Task goal ▸ Look below for the line with "Study the picture above. For each instance of the baking". Extract that line and each one after it through the last, word for word.

Raw records
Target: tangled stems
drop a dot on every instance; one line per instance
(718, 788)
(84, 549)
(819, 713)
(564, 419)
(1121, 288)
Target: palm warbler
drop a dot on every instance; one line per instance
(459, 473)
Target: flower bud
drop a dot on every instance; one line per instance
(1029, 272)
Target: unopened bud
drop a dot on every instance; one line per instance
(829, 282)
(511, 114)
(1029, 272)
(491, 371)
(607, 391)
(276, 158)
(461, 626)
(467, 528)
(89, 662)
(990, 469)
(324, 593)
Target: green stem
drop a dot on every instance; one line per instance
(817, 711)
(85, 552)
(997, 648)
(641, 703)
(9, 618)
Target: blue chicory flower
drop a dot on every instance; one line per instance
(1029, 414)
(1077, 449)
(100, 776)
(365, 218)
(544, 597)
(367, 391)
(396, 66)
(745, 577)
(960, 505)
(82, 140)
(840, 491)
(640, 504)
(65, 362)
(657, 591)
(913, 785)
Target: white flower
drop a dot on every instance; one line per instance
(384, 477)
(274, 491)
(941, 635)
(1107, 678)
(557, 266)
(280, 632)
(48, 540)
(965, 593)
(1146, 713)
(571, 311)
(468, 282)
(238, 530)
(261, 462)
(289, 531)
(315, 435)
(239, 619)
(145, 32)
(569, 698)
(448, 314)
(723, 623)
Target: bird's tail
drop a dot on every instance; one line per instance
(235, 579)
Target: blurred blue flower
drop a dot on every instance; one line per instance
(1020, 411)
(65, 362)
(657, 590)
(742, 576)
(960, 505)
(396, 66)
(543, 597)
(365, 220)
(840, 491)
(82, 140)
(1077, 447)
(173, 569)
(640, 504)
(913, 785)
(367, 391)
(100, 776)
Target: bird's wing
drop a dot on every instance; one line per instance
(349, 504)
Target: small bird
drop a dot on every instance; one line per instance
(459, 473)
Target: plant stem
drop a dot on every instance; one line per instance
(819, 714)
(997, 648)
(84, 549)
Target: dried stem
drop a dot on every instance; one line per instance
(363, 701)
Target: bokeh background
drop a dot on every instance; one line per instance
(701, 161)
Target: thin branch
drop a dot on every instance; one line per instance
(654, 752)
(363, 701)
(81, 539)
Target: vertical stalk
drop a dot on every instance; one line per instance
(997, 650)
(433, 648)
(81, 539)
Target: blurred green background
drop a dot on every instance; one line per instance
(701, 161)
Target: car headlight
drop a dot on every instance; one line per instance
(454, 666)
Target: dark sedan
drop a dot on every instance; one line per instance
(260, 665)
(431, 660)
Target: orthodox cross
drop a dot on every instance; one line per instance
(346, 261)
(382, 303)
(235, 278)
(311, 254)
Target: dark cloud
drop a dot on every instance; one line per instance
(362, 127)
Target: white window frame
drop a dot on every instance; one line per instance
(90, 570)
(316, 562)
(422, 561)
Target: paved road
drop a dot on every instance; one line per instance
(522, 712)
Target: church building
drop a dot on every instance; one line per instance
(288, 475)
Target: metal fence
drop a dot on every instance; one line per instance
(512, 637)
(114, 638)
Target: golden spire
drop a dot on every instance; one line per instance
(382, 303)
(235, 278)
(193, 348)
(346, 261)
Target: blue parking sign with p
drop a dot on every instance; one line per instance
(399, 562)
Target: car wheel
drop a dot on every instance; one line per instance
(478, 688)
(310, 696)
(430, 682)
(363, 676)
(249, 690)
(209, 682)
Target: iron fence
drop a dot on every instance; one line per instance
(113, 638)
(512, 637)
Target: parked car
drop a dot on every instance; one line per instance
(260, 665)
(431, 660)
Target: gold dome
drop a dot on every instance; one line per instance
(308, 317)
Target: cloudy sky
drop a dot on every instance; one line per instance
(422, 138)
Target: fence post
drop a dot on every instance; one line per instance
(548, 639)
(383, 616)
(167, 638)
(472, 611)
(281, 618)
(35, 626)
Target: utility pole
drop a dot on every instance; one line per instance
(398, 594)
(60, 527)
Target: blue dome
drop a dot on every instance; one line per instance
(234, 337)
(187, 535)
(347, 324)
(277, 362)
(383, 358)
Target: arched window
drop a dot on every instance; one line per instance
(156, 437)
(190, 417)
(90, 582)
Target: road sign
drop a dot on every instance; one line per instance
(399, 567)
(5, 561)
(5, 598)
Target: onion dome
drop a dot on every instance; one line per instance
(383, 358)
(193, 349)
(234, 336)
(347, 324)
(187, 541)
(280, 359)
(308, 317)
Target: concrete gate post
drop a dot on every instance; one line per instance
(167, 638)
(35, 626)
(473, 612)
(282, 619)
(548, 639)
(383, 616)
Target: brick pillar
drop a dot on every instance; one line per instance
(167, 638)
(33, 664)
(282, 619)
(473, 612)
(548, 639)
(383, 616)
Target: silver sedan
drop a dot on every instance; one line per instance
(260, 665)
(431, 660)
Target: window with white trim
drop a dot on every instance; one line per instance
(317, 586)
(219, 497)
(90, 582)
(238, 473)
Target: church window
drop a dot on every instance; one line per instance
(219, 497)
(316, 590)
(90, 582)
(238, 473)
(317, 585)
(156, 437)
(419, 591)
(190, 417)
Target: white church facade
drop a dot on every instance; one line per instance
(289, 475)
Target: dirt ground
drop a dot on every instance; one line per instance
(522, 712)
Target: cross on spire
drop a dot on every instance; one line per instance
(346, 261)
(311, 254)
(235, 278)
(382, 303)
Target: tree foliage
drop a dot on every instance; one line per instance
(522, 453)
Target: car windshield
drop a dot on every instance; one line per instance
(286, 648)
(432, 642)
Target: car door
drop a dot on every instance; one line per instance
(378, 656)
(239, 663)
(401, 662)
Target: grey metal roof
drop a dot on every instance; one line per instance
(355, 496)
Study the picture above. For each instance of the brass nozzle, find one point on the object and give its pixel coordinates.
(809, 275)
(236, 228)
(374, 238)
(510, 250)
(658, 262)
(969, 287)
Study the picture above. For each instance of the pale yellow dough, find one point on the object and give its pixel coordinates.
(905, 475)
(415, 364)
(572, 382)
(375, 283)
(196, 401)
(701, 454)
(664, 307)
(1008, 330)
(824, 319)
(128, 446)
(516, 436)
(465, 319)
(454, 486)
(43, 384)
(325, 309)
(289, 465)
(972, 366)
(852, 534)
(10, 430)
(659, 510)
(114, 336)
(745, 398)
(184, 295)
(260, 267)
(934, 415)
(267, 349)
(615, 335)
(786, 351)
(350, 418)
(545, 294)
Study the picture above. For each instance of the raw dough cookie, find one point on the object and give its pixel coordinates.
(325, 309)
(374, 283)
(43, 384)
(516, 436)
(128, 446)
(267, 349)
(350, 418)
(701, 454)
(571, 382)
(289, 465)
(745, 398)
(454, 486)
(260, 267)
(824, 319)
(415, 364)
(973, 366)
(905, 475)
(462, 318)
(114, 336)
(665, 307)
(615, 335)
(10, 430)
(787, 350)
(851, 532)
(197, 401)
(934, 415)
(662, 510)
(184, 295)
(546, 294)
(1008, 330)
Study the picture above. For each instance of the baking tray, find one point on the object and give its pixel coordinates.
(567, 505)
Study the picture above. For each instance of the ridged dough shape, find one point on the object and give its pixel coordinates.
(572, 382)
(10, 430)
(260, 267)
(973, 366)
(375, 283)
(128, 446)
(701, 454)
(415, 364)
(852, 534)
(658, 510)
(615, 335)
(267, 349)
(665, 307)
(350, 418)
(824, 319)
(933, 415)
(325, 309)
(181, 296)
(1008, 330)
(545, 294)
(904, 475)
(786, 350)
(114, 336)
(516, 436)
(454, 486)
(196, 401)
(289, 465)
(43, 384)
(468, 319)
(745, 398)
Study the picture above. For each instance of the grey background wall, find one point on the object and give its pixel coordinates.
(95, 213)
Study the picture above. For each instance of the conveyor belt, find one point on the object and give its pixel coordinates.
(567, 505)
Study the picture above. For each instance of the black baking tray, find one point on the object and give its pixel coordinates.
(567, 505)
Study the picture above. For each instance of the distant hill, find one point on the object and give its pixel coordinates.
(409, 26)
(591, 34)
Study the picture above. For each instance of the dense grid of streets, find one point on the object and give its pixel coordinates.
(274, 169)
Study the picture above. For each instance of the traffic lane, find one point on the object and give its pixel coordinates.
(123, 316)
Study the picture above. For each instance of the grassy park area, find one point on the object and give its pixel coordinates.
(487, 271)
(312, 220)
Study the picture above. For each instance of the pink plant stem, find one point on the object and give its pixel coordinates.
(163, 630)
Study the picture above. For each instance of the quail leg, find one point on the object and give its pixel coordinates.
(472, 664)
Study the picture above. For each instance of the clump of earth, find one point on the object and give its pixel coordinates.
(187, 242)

Finished exercise ▸
Study the picture above. For each instance of the baking tray, find one point on the object and give its pixel coordinates.
(567, 505)
Study the picture above. For each instance of the ridged dough shape, find one point on the object and give its pixel coordinates.
(572, 382)
(10, 430)
(260, 267)
(973, 366)
(375, 283)
(128, 446)
(701, 454)
(415, 364)
(852, 534)
(658, 510)
(615, 335)
(267, 349)
(665, 307)
(350, 418)
(824, 319)
(933, 415)
(325, 309)
(181, 296)
(1008, 330)
(545, 294)
(904, 475)
(786, 350)
(114, 336)
(516, 436)
(454, 486)
(196, 401)
(289, 465)
(43, 384)
(468, 319)
(745, 398)
Study the picture above. For each instance of the grey background wall, find one point on the object and give its pixel coordinates.
(95, 213)
Study the picture above. For each instance of the conveyor belt, find one point on the object and give its pixel coordinates.
(567, 505)
Study the picture above. For each instance of the black baking tray, find one point on the object and give its pixel coordinates.
(567, 505)
Study the picture above. For each instance of the distant hill, find one point on the object and give its pixel coordinates.
(409, 26)
(591, 34)
Study the picture above. For each instance of the dense grid of streets, find one point on the object and give its pixel coordinates.
(274, 169)
Study the picture above. For each instance of the traffic lane, find one point on the object and give its pixel coordinates.
(123, 316)
Study the picture above. For each instance of the grassy park area, find one point on the object and give its pixel coordinates.
(487, 271)
(312, 220)
Study the picture above. For each instance of the pink plant stem, find one point on the object and give its pixel coordinates.
(163, 630)
Study the picture above. For each instance of the quail leg, find one point on the object and give its pixel coordinates.
(472, 664)
Study the picture above. For each instance of the clump of earth, find one point on the object and give its pixel coordinates.
(187, 242)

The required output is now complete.